En el primer tercio del presente siglo, el exclusivismo español de las izquierdas y de las derechas encontraba formidable apoyo en la compleja reacción iniciada en Europa frente a la crisis que atravesaba el liberalismo. La reacción traía el dominio de “la colectividad”, la prepotencia del Estado, sea comunista, sea nacionalista, y el nuevo estado dictatorial europeo no admite disidentes, consintiendo sólo el llamado “partido único”, expresiva contradicción verbal: una parte que quiere ser el todo, prescindiendo de las otras partes. Tal exclusivismo engranaba perfectamente bien con la habitual intransigencia española, robusteciéndola; era insuficiente el no transigir con la media España adversaria, había que suprimirla totalmente para ser todo sin ella.
La monarquía, en su
última fase, formuló con la mayor solemnidad la negación de la otra España. Fue
con ocasión de la visita de Alfonso XIII a Roma en noviembre de 1923. El rey,
en su discurso en el Vaticano, anuncia al papa que la España de hoy continúa la
España de Felipe II, guerrera a nombre de la Iglesia: “Si en defensa de la fe
perseguida, nuevo Urbano II, levantarais una nueva cruzada contra los enemigos
de nuestra sacrosanta religión, España y su rey jamás desertarían del puesto de
honor”; sobre lo cual afirma el rey la unanimidad del país, “los anhelos de mi
pueblo todo”, recordando en especial “la consagración que en el Cerro de los
Ángeles, con aplauso de todos mis súbditos y la presencia de mi Gobierno, hice
de España al Corazón Sacratísimo de Jesús”. Pero en su respuesta Pío XI,
precisamente el papa que consagrara el mundo al Sagrado Corazón, no cree
oportuno ni leal negar así el problema de las dos Españas, y hace al rey una
paternal amonestación, recordando que en el grande y nobilísimo pueblo español
“hay también hijos nuestros infelices, aun cuando siempre amadísimos, que se
niegan a acercarse al Corazón Divino; decidles que no les excluimos por eso de
nuestras oraciones ni bendiciones, sino que, por el contrario, van hacia ellos
nuestros pensamientos y nuestro amor”. Así el papa, aun en esta ocasión de
protocolaria cortesía, no puede menos de denunciar y corregir como un error
político la afirmación de una España única, dispuesta a montar a caballo como
“pueblo predilecto de la Providencia” según decía el discurso regio; no
contesta palabra ninguna de agradecimiento por aquella oferta de cruzada, y en
cambio encarga que se tenga presente a la España disconforme. ¡Cuánto trastorno
catastrófico, y qué inundación de sangre se hubiera evitado si los unos y los
otros, en vez de negar existencia a la España contraria, la hubiesen reconocido
mutuamente con amoroso deseo de atracción, según la reconoce conmovido Pío XI,
cual un hecho inevitable que exige una comprensiva y benévola convivencia
ciudadana!

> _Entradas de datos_

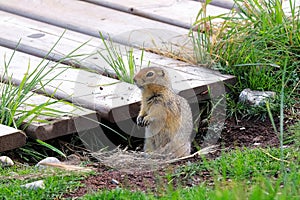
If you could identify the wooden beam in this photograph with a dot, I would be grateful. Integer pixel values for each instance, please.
(11, 138)
(92, 18)
(86, 89)
(178, 13)
(63, 121)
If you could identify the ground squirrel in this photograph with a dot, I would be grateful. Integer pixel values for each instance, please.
(166, 115)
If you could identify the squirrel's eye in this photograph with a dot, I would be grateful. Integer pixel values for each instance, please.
(149, 74)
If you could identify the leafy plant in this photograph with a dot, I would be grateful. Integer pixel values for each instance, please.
(113, 56)
(15, 96)
(258, 43)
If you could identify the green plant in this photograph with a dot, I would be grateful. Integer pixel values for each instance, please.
(14, 97)
(114, 57)
(56, 182)
(258, 44)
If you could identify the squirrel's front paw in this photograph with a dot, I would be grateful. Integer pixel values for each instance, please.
(141, 121)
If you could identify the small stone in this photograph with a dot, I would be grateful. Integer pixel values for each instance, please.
(255, 98)
(6, 161)
(114, 181)
(35, 185)
(47, 160)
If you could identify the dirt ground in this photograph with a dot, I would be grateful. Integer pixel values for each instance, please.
(244, 133)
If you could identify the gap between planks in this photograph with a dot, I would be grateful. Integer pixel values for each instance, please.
(185, 76)
(64, 121)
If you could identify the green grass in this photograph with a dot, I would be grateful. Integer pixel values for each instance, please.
(56, 182)
(258, 45)
(238, 174)
(14, 97)
(124, 68)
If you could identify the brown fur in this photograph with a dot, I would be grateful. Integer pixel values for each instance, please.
(166, 116)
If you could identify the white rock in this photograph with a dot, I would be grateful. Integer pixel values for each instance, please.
(255, 98)
(6, 161)
(47, 160)
(35, 185)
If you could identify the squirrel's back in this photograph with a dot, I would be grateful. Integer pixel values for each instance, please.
(166, 115)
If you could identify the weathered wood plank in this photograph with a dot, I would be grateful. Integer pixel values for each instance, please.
(83, 88)
(179, 13)
(64, 120)
(185, 78)
(38, 38)
(92, 18)
(11, 138)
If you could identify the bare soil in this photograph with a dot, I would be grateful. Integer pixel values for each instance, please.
(245, 133)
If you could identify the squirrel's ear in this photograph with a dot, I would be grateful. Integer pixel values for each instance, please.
(161, 73)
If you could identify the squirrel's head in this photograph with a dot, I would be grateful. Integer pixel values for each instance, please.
(152, 76)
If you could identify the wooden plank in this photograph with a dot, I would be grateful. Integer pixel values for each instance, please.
(83, 88)
(92, 18)
(179, 13)
(11, 138)
(183, 82)
(63, 122)
(38, 38)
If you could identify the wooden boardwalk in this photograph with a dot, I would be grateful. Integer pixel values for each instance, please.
(33, 27)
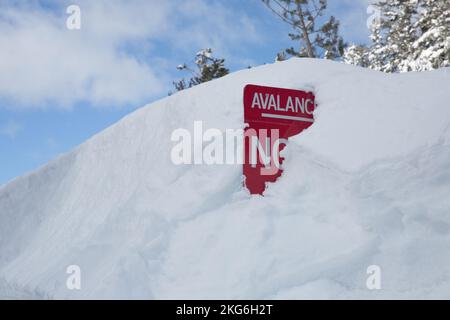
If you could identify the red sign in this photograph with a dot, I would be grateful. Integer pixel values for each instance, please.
(273, 115)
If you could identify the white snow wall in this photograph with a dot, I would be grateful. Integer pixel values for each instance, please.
(367, 184)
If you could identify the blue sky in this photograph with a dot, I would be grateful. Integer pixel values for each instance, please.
(59, 87)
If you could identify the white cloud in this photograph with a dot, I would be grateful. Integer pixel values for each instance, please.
(44, 64)
(10, 129)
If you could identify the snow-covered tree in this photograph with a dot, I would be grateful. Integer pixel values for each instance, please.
(356, 55)
(431, 50)
(206, 69)
(411, 35)
(316, 36)
(394, 34)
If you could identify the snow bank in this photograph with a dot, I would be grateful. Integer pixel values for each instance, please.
(367, 184)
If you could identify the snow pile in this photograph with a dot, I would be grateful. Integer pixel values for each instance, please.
(367, 184)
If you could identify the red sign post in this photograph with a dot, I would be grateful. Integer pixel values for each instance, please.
(273, 115)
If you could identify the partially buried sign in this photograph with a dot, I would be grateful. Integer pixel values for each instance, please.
(273, 115)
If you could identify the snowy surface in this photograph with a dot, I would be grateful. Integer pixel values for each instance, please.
(367, 184)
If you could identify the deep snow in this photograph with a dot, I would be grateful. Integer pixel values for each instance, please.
(367, 184)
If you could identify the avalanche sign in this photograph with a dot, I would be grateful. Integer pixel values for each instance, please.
(272, 116)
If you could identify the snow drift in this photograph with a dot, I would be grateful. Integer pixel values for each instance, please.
(367, 184)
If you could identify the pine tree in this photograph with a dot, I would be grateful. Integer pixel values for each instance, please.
(206, 69)
(393, 35)
(411, 35)
(305, 17)
(356, 55)
(431, 50)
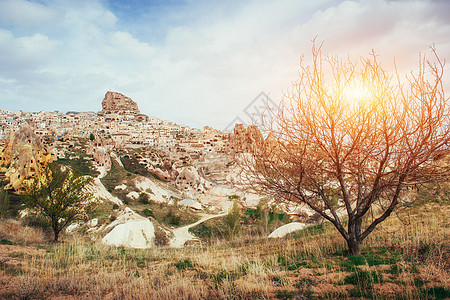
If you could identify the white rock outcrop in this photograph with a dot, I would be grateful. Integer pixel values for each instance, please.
(130, 230)
(138, 233)
(286, 229)
(191, 203)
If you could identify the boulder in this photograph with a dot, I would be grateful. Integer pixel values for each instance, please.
(101, 157)
(133, 195)
(138, 233)
(117, 103)
(23, 156)
(130, 230)
(286, 229)
(191, 203)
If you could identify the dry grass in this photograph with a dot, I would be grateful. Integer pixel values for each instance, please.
(405, 261)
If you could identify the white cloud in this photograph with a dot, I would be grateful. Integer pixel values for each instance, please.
(210, 64)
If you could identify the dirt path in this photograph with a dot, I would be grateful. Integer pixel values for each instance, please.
(182, 234)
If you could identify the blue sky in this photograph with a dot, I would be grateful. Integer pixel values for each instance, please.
(194, 62)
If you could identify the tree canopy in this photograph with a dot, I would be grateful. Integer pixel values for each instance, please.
(349, 138)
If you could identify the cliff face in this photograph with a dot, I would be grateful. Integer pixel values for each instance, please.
(23, 157)
(118, 103)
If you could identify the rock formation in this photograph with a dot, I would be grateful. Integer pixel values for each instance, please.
(243, 138)
(286, 229)
(117, 103)
(130, 230)
(190, 180)
(22, 157)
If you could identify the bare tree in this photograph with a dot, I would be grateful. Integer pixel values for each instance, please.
(355, 133)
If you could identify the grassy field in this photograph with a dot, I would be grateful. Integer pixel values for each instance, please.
(406, 258)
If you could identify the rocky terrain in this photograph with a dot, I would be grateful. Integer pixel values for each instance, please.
(117, 103)
(189, 173)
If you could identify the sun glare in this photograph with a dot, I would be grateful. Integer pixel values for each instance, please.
(356, 93)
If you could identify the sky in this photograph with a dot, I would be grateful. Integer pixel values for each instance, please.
(192, 62)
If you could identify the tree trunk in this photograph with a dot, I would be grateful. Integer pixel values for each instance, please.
(56, 233)
(354, 246)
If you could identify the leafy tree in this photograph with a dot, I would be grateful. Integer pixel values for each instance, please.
(60, 196)
(351, 137)
(4, 202)
(233, 221)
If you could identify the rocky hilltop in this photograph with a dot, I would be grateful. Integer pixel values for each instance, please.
(117, 103)
(22, 157)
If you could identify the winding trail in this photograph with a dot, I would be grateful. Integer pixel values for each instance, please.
(182, 234)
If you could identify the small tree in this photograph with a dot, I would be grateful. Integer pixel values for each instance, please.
(60, 196)
(233, 221)
(4, 202)
(350, 138)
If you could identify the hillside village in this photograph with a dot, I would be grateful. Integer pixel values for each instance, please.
(164, 162)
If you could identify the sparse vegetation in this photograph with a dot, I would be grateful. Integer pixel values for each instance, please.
(402, 261)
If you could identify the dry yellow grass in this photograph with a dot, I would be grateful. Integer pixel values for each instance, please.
(412, 259)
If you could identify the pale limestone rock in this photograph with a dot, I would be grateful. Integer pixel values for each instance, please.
(117, 103)
(138, 233)
(133, 195)
(101, 157)
(286, 229)
(130, 230)
(23, 156)
(121, 187)
(191, 203)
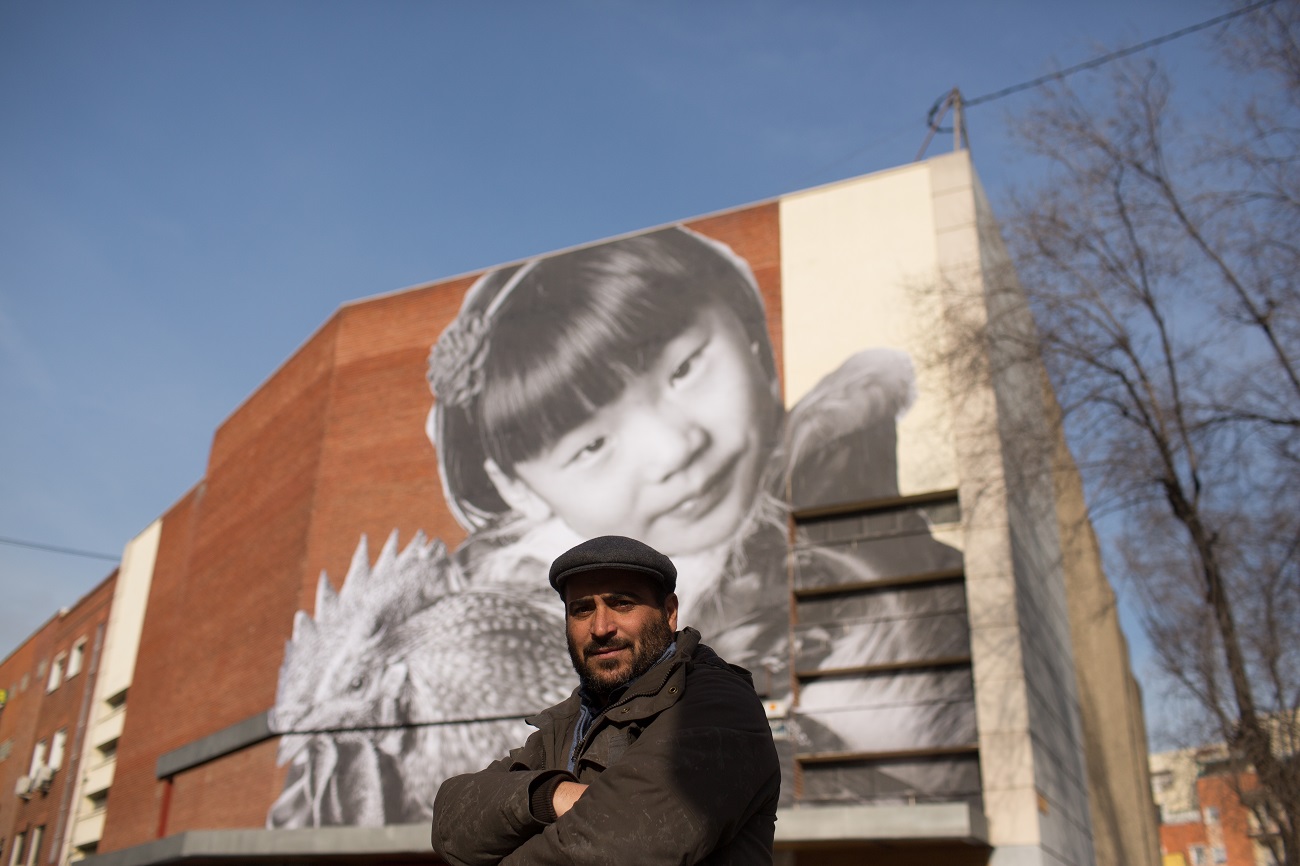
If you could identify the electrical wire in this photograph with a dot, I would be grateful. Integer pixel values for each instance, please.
(1057, 76)
(70, 551)
(1116, 55)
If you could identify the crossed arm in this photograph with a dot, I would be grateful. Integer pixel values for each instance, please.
(701, 774)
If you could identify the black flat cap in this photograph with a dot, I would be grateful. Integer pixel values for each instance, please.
(614, 553)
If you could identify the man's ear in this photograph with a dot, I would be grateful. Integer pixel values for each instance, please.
(515, 493)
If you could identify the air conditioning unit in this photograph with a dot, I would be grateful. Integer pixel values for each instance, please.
(22, 788)
(42, 778)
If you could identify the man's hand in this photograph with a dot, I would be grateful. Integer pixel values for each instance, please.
(566, 795)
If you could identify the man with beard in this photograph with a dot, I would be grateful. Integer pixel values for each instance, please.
(661, 756)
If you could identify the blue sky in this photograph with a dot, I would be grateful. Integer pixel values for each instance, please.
(187, 190)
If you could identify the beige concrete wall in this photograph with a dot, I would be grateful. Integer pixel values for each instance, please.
(116, 667)
(852, 254)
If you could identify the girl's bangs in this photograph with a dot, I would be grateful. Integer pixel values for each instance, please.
(550, 377)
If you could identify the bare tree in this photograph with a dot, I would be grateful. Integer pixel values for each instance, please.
(1161, 259)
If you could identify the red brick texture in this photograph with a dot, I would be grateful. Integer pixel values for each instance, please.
(329, 449)
(33, 714)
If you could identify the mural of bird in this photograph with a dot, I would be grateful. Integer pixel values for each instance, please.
(408, 675)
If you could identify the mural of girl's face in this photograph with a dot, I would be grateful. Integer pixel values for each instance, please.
(676, 460)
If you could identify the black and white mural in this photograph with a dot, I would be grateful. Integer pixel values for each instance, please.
(624, 388)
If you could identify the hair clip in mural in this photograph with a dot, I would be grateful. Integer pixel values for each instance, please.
(456, 360)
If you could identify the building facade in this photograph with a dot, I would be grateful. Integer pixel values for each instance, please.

> _Tareas del ejercicio_
1. Según el texto sobre las dos Españas, ¿en qué mes y año visitó Alfonso XIII Roma?
2. Enumera todos los reyes y papas que el texto sobre las dos Españas nombra.
3. Edita, por favor, el texto sobre las dos Españas: reproduce el pasaje que comienza con "En el primer" y continúa hasta "todo sin ella.", y cambia "liberalismo" por "parlamentarismo".

> _Resultados de tareas_
1. En noviembre de 1923.

2. Alfonso XIII, Felipe II, Urbano II y Pío XI.

3.
En el primer tercio del presente siglo, el exclusivismo español de las izquierdas y de las derechas encontraba formidable apoyo en la compleja reacción iniciada en Europa frente a la crisis que atravesaba el parlamentarismo. La reacción traía el dominio de “la colectividad”, la prepotencia del Estado, sea comunista, sea nacionalista, y el nuevo estado dictatorial europeo no admite disidentes, consintiendo sólo el llamado “partido único”, expresiva contradicción verbal: una parte que quiere ser el todo, prescindiendo de las otras partes. Tal exclusivismo engranaba perfectamente bien con la habitual intransigencia española, robusteciéndola; era insuficiente el no transigir con la media España adversaria, había que suprimirla totalmente para ser todo sin ella.